▶ Brief 1
Please retype the Colville Gardens excerpt from "Colville Gardens is" up to and including "Census was 8,377.".
▶ Brief 2
List every specific year, not decade, that the History section of the Colville Gardens excerpt gives.
▶ Brief 3
Answer these from the Colville Gardens excerpt:
(a) What was the population of the Colville ward at the 2011 Census?
(b) In what year was George Frederick Tippett declared bankrupt?
(c) What was John Gawsworth's real name?

Colville Gardens is a Victorian cul-de-sac street in the Royal Borough of Kensington and Chelsea, located north of Colville Terrace and east of the Portobello Market in Notting Hill, London, England. It is bordered on the north side by All Saints' Church.

Colville is also a ward of the Royal Borough. The population of the ward at the 2011 Census was 8,377.

==History==

Colville Gardens was initially laid out in the 1870s by the builder George Frederick Tippett, who also developed much of the rest of the neighbourhood. It is possible that the street was named after the Colville Family, Scottish steel magnates. The houses were intended as single family homes for the well-to-do but, from the beginning, it proved difficult to attract wealthy buyers to the area and as early as 1888, the buildings began to be subdivided into flats.

In 1885, Tippett was declared bankrupt. He attributed his failure to "his inability to let a large portion of his property and to the pressure of secured creditors". Gradually, the character of the buildings changed as wealthier tenants left the area.

By 1928, the neighbourhood was described as "rapidly becoming poorer" and, by 1935, as a "largely slum area...large houses turned into one-room tenements and small flats".

Further decline set in as residents moved away during World War II to escape The Blitz and, indeed, one of the buildings at the end of the street was destroyed by bombing, which also damaged numerous other buildings including All Saints' Church.

The street continued to deteriorate in the 1960s and 1970s, along with the rest of Notting Hill, and the neighbourhood became notorious for the predatory business practices of slum landlord Peter Rachman. However, from the 1980s onwards, the street gradually improved, reflecting the general revival of Notting Hill in recent years. 1-9 Colville Gardens, formerly a notorious slum building, was rebranded as Pinehurst Court in the 1970s and now comprises around 105 one and two bedroom flats, mostly leased to private tenants on long leases of 100 years or more.

==Notable residents==
- John Gawsworth (1912–1970), writer, poet and compiler of anthologies, grew up in Colville Gardens. He was crowned the king of the tiny Caribbean island of Redonda in 1947, and became known as King Juan I. His real name was Terence Ian Fytton Armstrong.

[Entries taken from a collection]
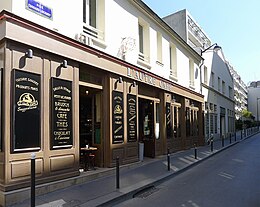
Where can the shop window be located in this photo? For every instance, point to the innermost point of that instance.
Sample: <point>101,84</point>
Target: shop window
<point>144,44</point>
<point>94,18</point>
<point>191,70</point>
<point>173,61</point>
<point>187,118</point>
<point>159,47</point>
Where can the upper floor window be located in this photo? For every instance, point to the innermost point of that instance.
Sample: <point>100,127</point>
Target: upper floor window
<point>212,79</point>
<point>94,18</point>
<point>173,61</point>
<point>191,70</point>
<point>144,44</point>
<point>205,74</point>
<point>159,47</point>
<point>219,86</point>
<point>223,87</point>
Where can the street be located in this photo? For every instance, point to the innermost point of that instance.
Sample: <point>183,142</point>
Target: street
<point>231,178</point>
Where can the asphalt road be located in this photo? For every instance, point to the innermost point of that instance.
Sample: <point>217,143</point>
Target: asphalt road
<point>228,179</point>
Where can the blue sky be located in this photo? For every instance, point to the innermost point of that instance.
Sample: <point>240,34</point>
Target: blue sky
<point>234,25</point>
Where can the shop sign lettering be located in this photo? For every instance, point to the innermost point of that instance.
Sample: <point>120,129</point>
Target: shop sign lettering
<point>27,111</point>
<point>118,117</point>
<point>61,113</point>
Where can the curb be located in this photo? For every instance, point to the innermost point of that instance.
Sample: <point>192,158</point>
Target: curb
<point>123,194</point>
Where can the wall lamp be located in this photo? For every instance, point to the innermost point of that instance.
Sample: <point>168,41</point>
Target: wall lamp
<point>132,85</point>
<point>119,80</point>
<point>215,47</point>
<point>64,64</point>
<point>29,53</point>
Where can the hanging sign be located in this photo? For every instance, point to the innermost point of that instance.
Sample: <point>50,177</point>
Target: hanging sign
<point>61,134</point>
<point>26,111</point>
<point>118,117</point>
<point>39,8</point>
<point>131,118</point>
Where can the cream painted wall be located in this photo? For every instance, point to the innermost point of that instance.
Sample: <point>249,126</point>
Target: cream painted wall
<point>121,21</point>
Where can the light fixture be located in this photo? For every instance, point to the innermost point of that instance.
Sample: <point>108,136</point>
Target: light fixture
<point>215,47</point>
<point>29,53</point>
<point>132,85</point>
<point>64,64</point>
<point>119,80</point>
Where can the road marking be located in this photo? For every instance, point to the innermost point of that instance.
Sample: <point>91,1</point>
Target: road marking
<point>226,175</point>
<point>193,204</point>
<point>238,160</point>
<point>58,203</point>
<point>185,160</point>
<point>174,168</point>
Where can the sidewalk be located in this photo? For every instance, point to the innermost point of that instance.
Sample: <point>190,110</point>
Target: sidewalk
<point>133,178</point>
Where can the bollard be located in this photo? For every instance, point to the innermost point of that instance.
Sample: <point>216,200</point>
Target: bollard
<point>33,180</point>
<point>168,159</point>
<point>117,172</point>
<point>195,151</point>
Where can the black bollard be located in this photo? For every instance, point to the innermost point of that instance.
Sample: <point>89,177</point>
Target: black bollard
<point>33,180</point>
<point>117,172</point>
<point>168,159</point>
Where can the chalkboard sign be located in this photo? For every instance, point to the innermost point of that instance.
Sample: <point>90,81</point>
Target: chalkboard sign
<point>118,117</point>
<point>26,111</point>
<point>61,133</point>
<point>168,120</point>
<point>131,118</point>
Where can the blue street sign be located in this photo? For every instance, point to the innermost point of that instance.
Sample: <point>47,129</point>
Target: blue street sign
<point>39,8</point>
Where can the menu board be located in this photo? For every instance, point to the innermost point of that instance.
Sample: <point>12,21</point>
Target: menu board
<point>168,120</point>
<point>131,118</point>
<point>26,111</point>
<point>118,117</point>
<point>61,133</point>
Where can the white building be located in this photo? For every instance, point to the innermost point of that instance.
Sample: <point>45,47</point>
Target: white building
<point>254,99</point>
<point>102,73</point>
<point>240,93</point>
<point>216,81</point>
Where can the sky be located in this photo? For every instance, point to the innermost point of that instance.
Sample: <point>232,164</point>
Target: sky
<point>232,24</point>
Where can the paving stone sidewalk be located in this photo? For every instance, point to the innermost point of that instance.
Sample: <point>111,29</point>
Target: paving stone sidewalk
<point>151,172</point>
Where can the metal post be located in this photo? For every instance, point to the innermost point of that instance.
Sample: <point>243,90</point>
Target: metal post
<point>117,172</point>
<point>168,159</point>
<point>195,151</point>
<point>211,144</point>
<point>33,180</point>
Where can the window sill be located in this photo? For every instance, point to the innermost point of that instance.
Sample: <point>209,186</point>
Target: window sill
<point>144,64</point>
<point>174,78</point>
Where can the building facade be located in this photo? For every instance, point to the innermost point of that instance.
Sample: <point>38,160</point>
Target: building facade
<point>91,78</point>
<point>254,99</point>
<point>216,81</point>
<point>240,93</point>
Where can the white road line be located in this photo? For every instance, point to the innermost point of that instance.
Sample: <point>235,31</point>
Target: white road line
<point>58,203</point>
<point>226,175</point>
<point>185,160</point>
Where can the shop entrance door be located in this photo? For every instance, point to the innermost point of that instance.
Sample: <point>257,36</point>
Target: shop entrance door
<point>90,120</point>
<point>146,126</point>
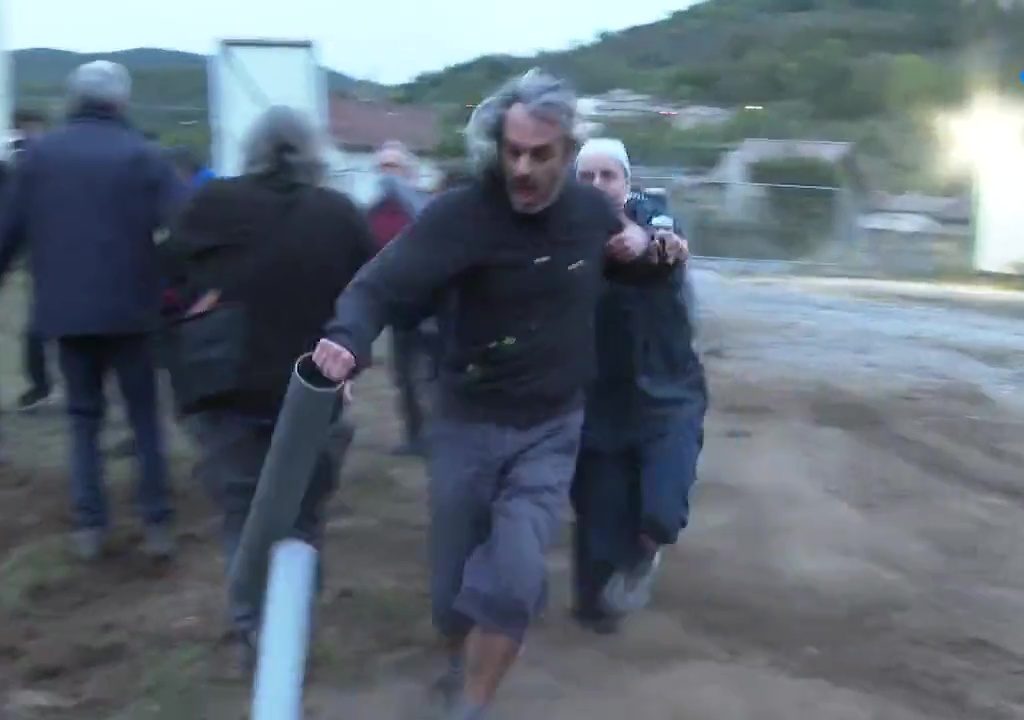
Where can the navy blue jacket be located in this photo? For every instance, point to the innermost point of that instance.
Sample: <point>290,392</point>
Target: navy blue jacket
<point>87,200</point>
<point>647,371</point>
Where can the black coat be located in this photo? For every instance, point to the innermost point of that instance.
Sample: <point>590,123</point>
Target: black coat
<point>648,373</point>
<point>86,200</point>
<point>285,252</point>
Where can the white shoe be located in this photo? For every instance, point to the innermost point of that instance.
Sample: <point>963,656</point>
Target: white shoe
<point>630,590</point>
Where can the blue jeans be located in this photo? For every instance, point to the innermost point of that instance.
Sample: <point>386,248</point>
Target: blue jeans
<point>85,363</point>
<point>622,494</point>
<point>232,449</point>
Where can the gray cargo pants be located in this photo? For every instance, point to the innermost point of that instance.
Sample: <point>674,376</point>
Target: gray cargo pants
<point>497,499</point>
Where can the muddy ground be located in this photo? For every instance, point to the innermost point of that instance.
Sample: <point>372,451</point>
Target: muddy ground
<point>855,552</point>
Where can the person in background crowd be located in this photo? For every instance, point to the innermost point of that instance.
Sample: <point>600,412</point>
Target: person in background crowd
<point>396,206</point>
<point>31,125</point>
<point>193,172</point>
<point>282,247</point>
<point>97,284</point>
<point>456,175</point>
<point>644,418</point>
<point>193,175</point>
<point>518,255</point>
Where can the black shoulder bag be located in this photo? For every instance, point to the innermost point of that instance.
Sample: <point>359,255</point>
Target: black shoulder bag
<point>209,349</point>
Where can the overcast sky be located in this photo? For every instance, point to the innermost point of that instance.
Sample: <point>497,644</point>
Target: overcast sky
<point>382,40</point>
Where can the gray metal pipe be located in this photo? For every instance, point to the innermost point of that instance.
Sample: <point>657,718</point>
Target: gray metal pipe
<point>299,435</point>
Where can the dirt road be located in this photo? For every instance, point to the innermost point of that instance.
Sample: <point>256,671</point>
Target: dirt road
<point>855,552</point>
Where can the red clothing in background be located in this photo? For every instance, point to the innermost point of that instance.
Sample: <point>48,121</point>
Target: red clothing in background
<point>388,219</point>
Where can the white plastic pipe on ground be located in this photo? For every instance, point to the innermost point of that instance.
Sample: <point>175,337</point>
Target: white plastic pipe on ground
<point>284,641</point>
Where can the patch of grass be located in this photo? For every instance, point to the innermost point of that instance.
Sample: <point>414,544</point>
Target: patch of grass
<point>32,566</point>
<point>171,688</point>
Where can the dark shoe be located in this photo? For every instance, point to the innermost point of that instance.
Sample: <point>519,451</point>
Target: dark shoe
<point>159,543</point>
<point>245,642</point>
<point>596,622</point>
<point>88,544</point>
<point>33,398</point>
<point>411,450</point>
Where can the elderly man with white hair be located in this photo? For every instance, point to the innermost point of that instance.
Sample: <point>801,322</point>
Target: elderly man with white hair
<point>644,419</point>
<point>397,204</point>
<point>518,258</point>
<point>87,200</point>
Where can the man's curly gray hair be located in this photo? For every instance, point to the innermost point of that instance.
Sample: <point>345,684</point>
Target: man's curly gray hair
<point>544,95</point>
<point>284,141</point>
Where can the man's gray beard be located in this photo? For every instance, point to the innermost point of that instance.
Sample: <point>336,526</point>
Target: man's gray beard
<point>559,188</point>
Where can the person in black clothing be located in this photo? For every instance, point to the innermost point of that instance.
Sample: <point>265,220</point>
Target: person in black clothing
<point>87,200</point>
<point>644,422</point>
<point>396,206</point>
<point>282,247</point>
<point>31,125</point>
<point>515,261</point>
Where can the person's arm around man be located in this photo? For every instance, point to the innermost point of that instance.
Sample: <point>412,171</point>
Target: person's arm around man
<point>12,216</point>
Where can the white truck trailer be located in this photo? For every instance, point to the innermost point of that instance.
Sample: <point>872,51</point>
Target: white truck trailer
<point>248,77</point>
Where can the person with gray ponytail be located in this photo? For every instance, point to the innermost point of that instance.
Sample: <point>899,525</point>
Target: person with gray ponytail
<point>518,256</point>
<point>87,200</point>
<point>269,251</point>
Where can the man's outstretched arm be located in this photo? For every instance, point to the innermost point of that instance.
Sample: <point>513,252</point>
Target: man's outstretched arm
<point>402,278</point>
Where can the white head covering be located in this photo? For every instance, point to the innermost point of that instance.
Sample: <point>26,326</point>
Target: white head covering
<point>609,147</point>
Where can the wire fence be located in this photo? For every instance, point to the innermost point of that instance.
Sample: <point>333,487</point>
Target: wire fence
<point>814,225</point>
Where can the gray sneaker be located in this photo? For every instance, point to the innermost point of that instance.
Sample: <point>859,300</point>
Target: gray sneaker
<point>630,590</point>
<point>159,543</point>
<point>88,544</point>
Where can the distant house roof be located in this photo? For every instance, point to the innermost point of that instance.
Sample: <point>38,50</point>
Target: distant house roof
<point>946,209</point>
<point>755,150</point>
<point>366,124</point>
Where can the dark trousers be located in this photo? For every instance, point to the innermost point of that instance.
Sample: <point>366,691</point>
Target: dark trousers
<point>85,363</point>
<point>35,363</point>
<point>232,450</point>
<point>497,501</point>
<point>638,490</point>
<point>411,349</point>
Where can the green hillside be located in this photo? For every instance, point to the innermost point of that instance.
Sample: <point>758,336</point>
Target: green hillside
<point>873,72</point>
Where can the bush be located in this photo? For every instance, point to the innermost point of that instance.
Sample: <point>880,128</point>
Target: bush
<point>801,217</point>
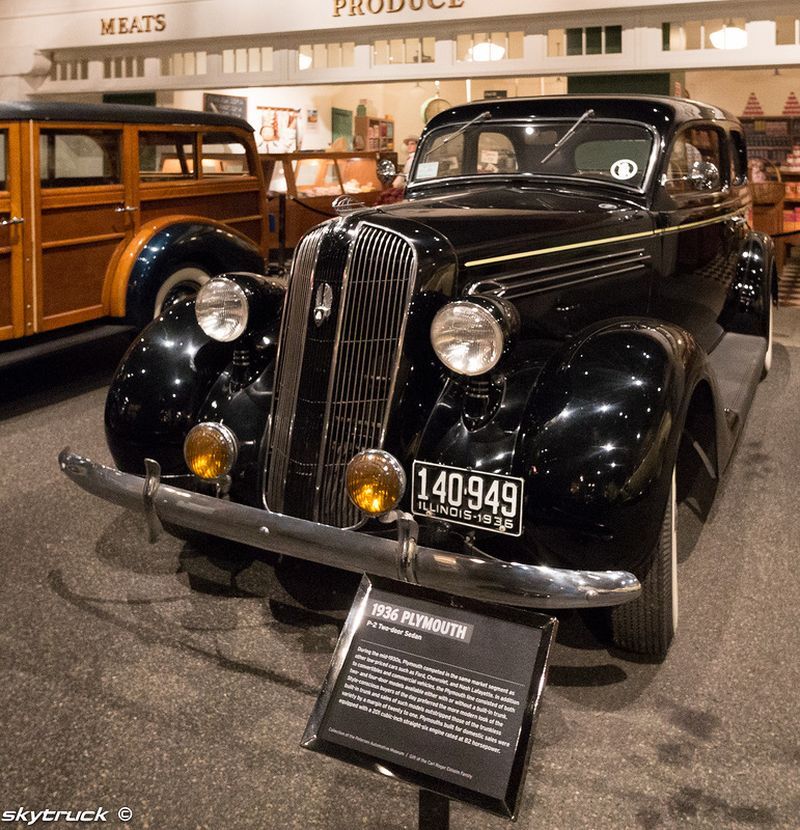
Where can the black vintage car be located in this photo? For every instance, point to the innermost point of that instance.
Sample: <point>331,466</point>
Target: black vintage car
<point>501,387</point>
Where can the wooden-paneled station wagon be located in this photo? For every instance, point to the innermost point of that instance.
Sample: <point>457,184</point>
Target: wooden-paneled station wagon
<point>109,213</point>
<point>503,387</point>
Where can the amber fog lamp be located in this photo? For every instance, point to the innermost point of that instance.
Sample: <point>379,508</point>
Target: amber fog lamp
<point>210,450</point>
<point>222,310</point>
<point>375,482</point>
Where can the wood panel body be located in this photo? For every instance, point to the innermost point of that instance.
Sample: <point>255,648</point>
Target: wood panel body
<point>12,238</point>
<point>65,263</point>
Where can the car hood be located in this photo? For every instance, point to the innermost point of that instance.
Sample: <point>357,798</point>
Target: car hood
<point>498,221</point>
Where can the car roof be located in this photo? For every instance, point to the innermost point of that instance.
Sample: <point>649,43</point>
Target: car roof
<point>663,112</point>
<point>116,113</point>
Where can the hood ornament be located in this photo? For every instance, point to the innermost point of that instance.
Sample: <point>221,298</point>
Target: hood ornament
<point>346,204</point>
<point>323,303</point>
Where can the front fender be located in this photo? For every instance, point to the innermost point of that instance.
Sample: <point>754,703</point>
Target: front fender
<point>158,388</point>
<point>599,441</point>
<point>163,247</point>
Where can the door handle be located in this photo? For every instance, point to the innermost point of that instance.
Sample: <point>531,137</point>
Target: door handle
<point>13,220</point>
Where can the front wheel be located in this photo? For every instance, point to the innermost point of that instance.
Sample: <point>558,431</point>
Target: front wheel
<point>647,624</point>
<point>179,285</point>
<point>768,355</point>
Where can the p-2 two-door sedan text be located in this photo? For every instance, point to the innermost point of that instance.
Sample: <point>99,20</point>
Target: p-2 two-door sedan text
<point>501,387</point>
<point>110,212</point>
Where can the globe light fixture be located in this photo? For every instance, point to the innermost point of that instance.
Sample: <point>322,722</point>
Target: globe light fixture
<point>486,51</point>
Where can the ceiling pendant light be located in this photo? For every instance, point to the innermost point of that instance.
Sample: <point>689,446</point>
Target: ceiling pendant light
<point>729,37</point>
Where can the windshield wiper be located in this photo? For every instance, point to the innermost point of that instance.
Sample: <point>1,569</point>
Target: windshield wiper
<point>484,116</point>
<point>567,135</point>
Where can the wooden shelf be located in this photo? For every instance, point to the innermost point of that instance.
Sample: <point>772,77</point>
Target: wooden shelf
<point>373,134</point>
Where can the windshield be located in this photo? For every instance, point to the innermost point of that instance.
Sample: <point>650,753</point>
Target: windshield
<point>609,151</point>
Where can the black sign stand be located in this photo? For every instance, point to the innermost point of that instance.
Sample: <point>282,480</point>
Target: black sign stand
<point>436,690</point>
<point>434,811</point>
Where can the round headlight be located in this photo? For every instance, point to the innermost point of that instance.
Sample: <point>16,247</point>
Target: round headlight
<point>375,481</point>
<point>467,338</point>
<point>221,309</point>
<point>210,450</point>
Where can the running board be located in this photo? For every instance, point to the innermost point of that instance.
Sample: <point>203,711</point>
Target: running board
<point>738,364</point>
<point>61,342</point>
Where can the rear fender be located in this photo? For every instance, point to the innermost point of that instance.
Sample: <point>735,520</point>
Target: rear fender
<point>599,440</point>
<point>173,375</point>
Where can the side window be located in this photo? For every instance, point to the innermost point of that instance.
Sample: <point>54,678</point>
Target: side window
<point>442,159</point>
<point>738,159</point>
<point>691,148</point>
<point>166,155</point>
<point>79,158</point>
<point>224,154</point>
<point>496,154</point>
<point>3,160</point>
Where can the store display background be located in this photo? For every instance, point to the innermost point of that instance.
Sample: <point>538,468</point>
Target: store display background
<point>177,681</point>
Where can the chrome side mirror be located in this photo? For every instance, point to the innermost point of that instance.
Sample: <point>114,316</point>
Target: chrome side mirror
<point>386,171</point>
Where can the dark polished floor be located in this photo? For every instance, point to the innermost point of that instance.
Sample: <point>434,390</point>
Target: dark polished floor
<point>177,680</point>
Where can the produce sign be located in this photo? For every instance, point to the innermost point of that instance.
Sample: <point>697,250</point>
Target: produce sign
<point>435,690</point>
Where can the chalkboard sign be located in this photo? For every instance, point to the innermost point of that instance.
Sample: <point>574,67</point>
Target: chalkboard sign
<point>439,691</point>
<point>233,105</point>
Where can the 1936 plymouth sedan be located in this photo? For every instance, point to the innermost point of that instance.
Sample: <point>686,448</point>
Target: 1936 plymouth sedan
<point>500,387</point>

▶ Expected answer 1
Colville Gardens is a Victorian cul-de-sac street in the Royal Borough of Kensington and Chelsea, located north of Colville Terrace and east of the Portobello Market in Notting Hill, London, England. It is bordered on the north side by All Saints' Church.

Colville is also a ward of the Royal Borough. The population of the ward at the 2011 Census was 8,377.

▶ Expected answer 2
1888, 1885, 1928, 1935

▶ Expected answer 3
(a) 8,377
(b) 1885
(c) Terence Ian Fytton Armstrong